#### [TEXTE À LIRE]

Commentaire dramaturgique

 Approche historique


Si la pièce de Martin Crimp, Le reste vous le connaissez par le cinéma, publiée en France en 2015 dans une traduction de Philippe Dijan, est une réécriture contemporaine des Phéniciennes d’Euripide, le dramaturge britannique ne s’interdit pas d’autres références aux tragédies de la lignée des Labdacide.  

Ici, on commentera la première scène de cette pièce, dans laquelle, par le choix de musique suggéré par l’auteur, mais aussi par le texte qui y fait directement référence, plane l’aura du film de Pasolini, Œdipe roi, sorti en 1967. Le titre de la pièce de Martin Crimp indique ainsi qu’il suffit de voir le film pour connaître le reste de l’histoire. Dans le film de Pasolini, comme dans la pièce de Sophocle, le héros tragique est le vecteur d’un questionnement sur la condition humaine, et sa portée universelle est signifiée dans le film par une forme de syncrétisme culturel visible dans le choix des décors, des costumes, mais aussi de la musique. La première scène de Le reste vous le connaissez par le cinéma reprend ce questionnement via le chœur, qui devient le personnage central de la pièce. Ainsi, comment mettre en scène un chœur contemporain ? Ce que suggère le texte de Crimp, c’est peut-être moins l’absurdité de ce questionnement que la détresse d’une jeunesse en proie aux angoisses contemporaines, qui assaillît le spectateur de toutes ses questions.

#### [DONNÉES ENREGISTRÉES]
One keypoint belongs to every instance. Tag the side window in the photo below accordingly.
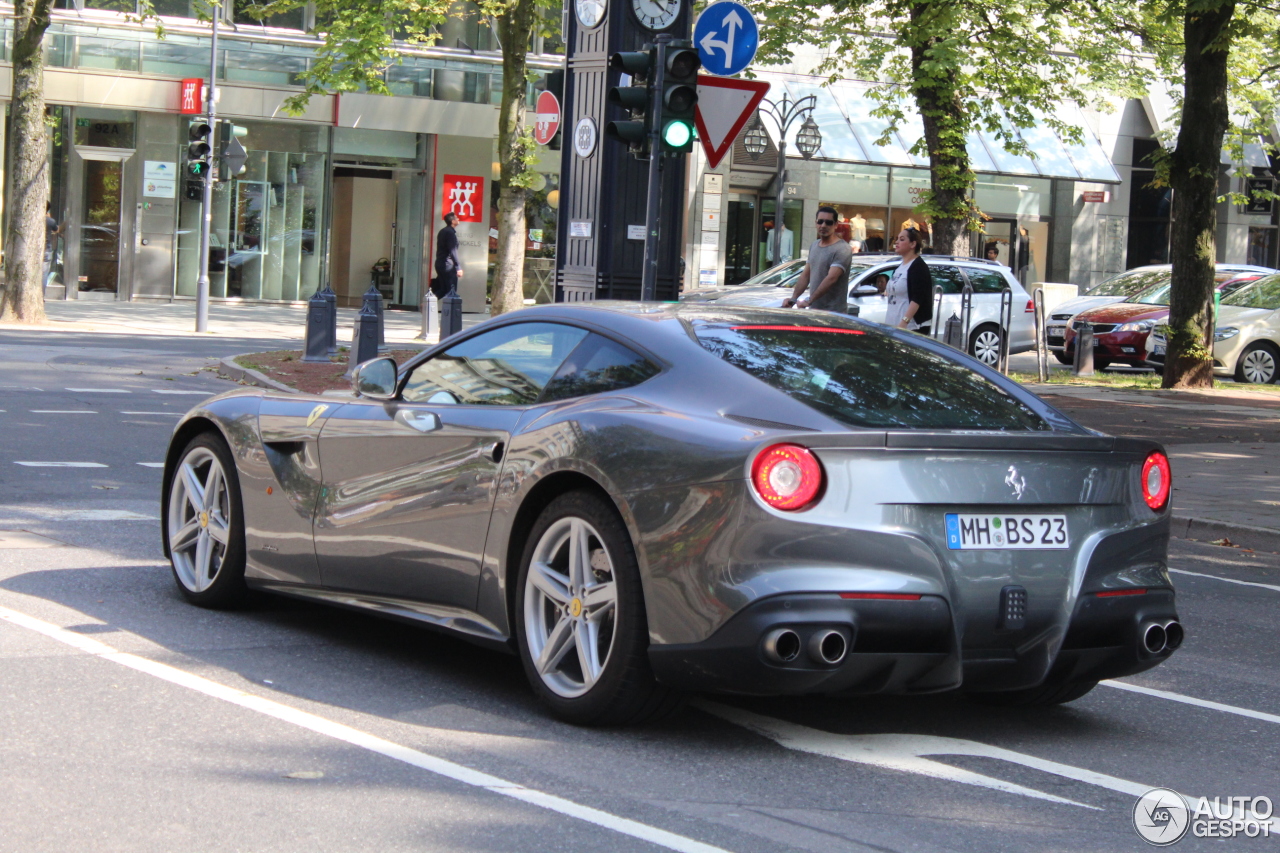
(597, 366)
(986, 281)
(949, 277)
(508, 366)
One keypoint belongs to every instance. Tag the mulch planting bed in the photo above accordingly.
(307, 377)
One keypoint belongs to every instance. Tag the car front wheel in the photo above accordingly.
(580, 617)
(205, 524)
(1257, 364)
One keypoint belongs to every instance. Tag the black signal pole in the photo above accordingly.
(649, 276)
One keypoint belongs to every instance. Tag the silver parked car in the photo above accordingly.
(641, 500)
(987, 278)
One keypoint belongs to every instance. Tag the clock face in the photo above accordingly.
(589, 12)
(656, 14)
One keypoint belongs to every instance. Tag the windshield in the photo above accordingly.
(1265, 293)
(1129, 283)
(864, 378)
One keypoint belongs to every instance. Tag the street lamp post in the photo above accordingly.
(808, 140)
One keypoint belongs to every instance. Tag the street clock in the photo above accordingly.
(656, 14)
(589, 12)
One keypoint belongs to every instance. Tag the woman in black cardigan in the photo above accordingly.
(910, 287)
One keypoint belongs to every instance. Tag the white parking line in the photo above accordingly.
(362, 739)
(1229, 580)
(1198, 703)
(60, 464)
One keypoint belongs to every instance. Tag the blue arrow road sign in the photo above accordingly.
(726, 35)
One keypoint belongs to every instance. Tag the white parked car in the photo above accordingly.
(1247, 337)
(1123, 288)
(949, 272)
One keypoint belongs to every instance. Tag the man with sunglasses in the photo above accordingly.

#### [CONSIGNES]
a: Selon le texte sur la pièce de Martin Crimp, en quelle année est sorti le film de Pasolini, Œdipe roi ?
b: Reprenez le texte sur la pièce de Martin Crimp juste après sa dernière phrase.
Les lignes ne sont pas nécessaires ici.

#### [RÉPONSES PAR CONSIGNE]
a: En 1967.

b:
Des questionnements absurdes 

Syncrétisme entre le sphinx et les questions que la jeunesse doit affronter. 

Les jeunes filles reprennent ici directement la figure du sphinx et des questions sans réponse qu’il pose, en soumettant le spectateur à une suite de questions toutes plus absurdes les unes que les autres. Ces énoncés, très scolaires au début, (« si Caroline a 3 pommes et Louise 3 pommes combien d’oranges a Sabine ? ») finissent par prendre une tournure violente (« Si une pierre pesant 75 grammes voyageant à 200 kilomètres heures peut faire voler en éclat un bassin humain pourquoi sommes-nous toutes si belles ? »)   pour évoquer directement la tragédie des Labdacide. Ces questions, par leur forme, ont un aspect très scolaire, elles ressemblent à des interrogations adressées à une classe, la classe étant ici le public, qui est doublement incapable de répondre : d’abord parce qu’il n’y a pas de réponse, et surtout parce que, selon les traditions du théâtre contemporain, à moins que cela soit explicitement indiqué, on attend rarement d’un public qu’il réponde. Ces questions restent donc sans réponse et deviennent une sorte de litanie, la traduction d’une forme d’angoisse existentielle portée par des jeunes filles.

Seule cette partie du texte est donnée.